Region pointing data:
════════
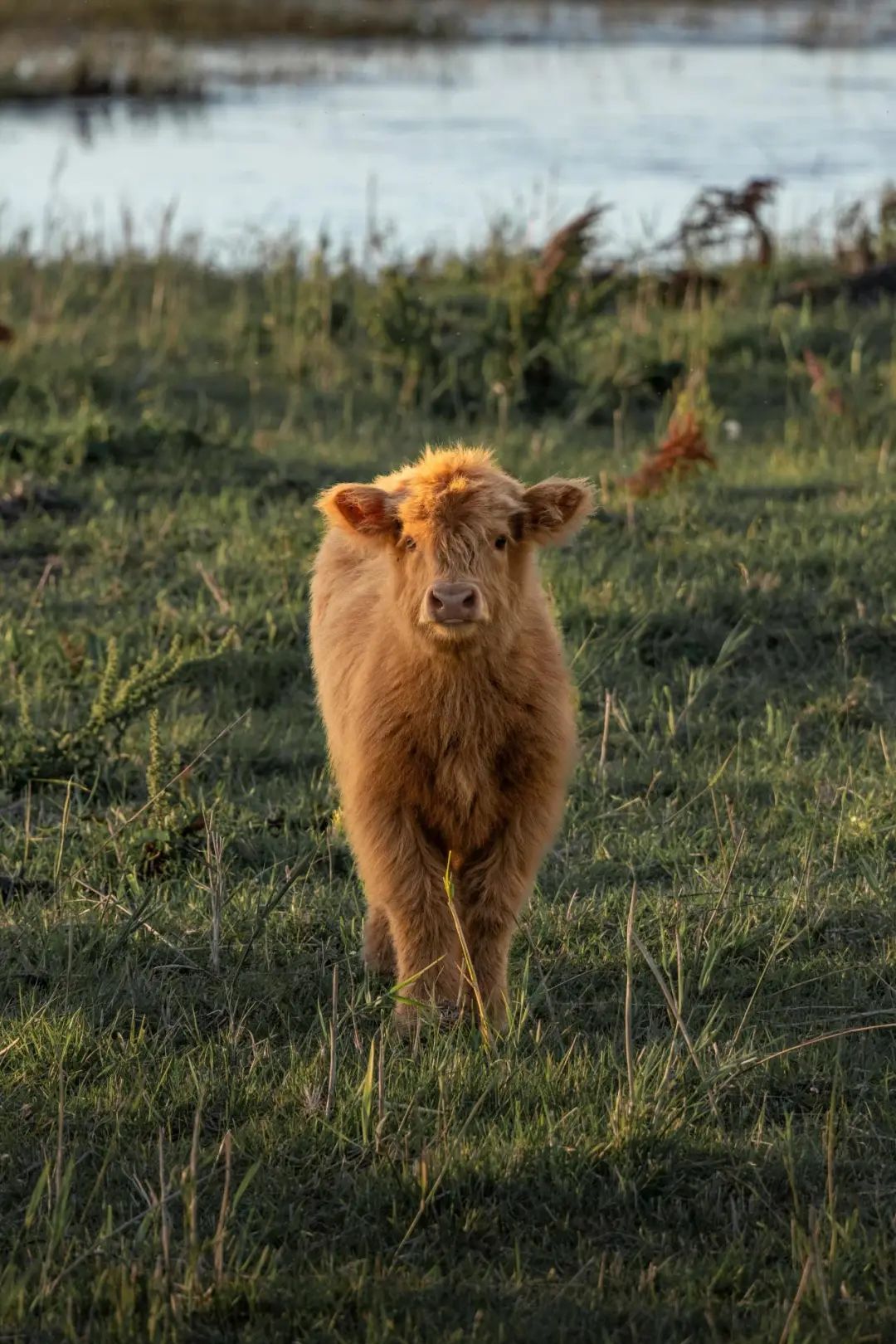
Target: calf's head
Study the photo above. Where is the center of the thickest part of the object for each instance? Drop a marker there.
(458, 538)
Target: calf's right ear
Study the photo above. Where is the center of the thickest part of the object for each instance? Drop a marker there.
(362, 509)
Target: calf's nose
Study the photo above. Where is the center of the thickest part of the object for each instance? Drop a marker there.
(451, 604)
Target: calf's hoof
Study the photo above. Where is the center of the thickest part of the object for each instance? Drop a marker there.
(440, 1015)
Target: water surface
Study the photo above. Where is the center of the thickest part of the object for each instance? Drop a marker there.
(437, 143)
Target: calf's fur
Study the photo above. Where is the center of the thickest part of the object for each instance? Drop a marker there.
(445, 741)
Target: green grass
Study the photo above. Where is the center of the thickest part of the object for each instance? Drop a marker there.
(208, 1127)
(327, 19)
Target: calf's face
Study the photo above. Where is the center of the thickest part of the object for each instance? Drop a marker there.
(458, 535)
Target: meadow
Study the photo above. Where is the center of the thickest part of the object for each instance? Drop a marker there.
════════
Task objective: Every line from the first line of the entries above through the line with "Target: meadow" must be repeated exactly, and pictures must not be.

Problem solution:
Target: calf's head
Study the photo above. Where is the center of the thickest part of the object for each instance? Drop a marker there.
(458, 538)
Target: calf's right ear
Study the photo above. Where is the center of the thickest part of the object for each instance? Drop a marker there.
(362, 509)
Target: calf's nose
Study the photo above. Where is the center of the thickest part of the object for each instance? Drop a marker there.
(451, 604)
Target: calf's hoof
Study the photo above. Where is the center of the thickest part of the object for each instance? Drop a marker there.
(440, 1015)
Target: water surface
Study the photo above. Where is the center of the thickest part of the object for each instance? Drop a marker there.
(437, 143)
Target: calf's fur
Study the photo above. Where is the center of the thickest part of the object for each instance? Drop a marker there.
(445, 741)
Target: green grass
Study the photo above. Where is the center of the thickest part of the object for each instance? Drop a marker there.
(208, 1127)
(327, 19)
Target: calf's face
Study the photo above. Where is the center of the thickest part of the object for each instance? Drop a marker there.
(458, 535)
Target: meadow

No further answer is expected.